++++ ページ抜粋
ところが原語版では「あのね、ウサギ同士で可愛いって言い合うのはいいけれど、他の動物に言われるのはちょっと…」と、他の動物からの「可愛い」は嬉しくない、とはっきり告げているのです。
これでは解釈が全く違いますね。
このように、原語版と日本語吹き替え版ではそもそもの解釈から大きく違っている部分が多々あります。
もちろんこれは、小さい子どもも観ることを意識しているからこそのセリフの変更なのでしょう。
しかし、正義感あふれる可愛らしいジュディが好きなファンにとっては、一本芯の通ったジュディの発言に少々面食らってしまうかもしれませんね。
④ラストの意味も原語版と日本語吹き替え版では解釈が違う!
ラストでは警察官になったニックとジュディの会話となるのですが、日本語吹き替え版では「惜しい」感じになっているのです。
++++++++
### 作業内容
上のページ抜粋のうち、「ところが原語版では「あのね、」から「④ラストの意味も原語版と日本語吹き替え版では解釈が違う!」までの部分を、両端も含めて一字一句変えずに再掲してください。
++++ 提供された項目
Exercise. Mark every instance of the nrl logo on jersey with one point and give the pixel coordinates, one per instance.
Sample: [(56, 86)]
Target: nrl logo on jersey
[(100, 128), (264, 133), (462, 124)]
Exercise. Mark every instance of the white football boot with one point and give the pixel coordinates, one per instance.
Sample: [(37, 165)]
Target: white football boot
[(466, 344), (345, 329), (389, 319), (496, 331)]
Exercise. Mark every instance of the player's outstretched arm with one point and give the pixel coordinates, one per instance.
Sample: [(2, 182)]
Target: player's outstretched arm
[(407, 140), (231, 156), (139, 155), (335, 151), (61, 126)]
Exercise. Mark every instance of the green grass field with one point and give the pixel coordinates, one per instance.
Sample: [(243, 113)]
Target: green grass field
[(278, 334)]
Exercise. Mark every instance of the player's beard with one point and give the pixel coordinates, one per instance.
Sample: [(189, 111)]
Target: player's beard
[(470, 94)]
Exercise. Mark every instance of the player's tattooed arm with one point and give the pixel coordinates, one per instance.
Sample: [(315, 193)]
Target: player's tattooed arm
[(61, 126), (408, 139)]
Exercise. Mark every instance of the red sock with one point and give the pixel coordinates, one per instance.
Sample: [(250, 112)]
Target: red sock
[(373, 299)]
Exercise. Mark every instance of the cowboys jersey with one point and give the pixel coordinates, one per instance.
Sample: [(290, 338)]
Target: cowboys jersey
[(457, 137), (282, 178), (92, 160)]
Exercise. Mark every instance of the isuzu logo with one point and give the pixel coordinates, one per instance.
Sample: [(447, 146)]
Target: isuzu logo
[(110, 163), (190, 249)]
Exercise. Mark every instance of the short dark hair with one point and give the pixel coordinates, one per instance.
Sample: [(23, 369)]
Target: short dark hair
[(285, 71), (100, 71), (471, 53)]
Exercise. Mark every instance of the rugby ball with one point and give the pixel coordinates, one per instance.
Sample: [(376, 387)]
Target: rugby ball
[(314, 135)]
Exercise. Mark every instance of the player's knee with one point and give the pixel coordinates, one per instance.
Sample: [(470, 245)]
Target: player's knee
++++++++
### 完全な解答
ところが原語版では「あのね、ウサギ同士で可愛いって言い合うのはいいけれど、他の動物に言われるのはちょっと…」と、他の動物からの「可愛い」は嬉しくない、とはっきり告げているのです。
これでは解釈が全く違いますね。
このように、原語版と日本語吹き替え版ではそもそもの解釈から大きく違っている部分が多々あります。
もちろんこれは、小さい子どもも観ることを意識しているからこそのセリフの変更なのでしょう。
しかし、正義感あふれる可愛らしいジュディが好きなファンにとっては、一本芯の通ったジュディの発言に少々面食らってしまうかもしれませんね。
④ラストの意味も原語版と日本語吹き替え版では解釈が違う!